%%
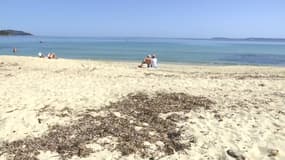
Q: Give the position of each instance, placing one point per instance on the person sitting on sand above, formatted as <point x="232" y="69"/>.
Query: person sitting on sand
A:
<point x="147" y="61"/>
<point x="41" y="55"/>
<point x="154" y="61"/>
<point x="52" y="56"/>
%%
## [ASSIGNMENT]
Lines holding the word "sand" should be counted across the entries; state only how many there are.

## [SOLUTION TO THIS TASK]
2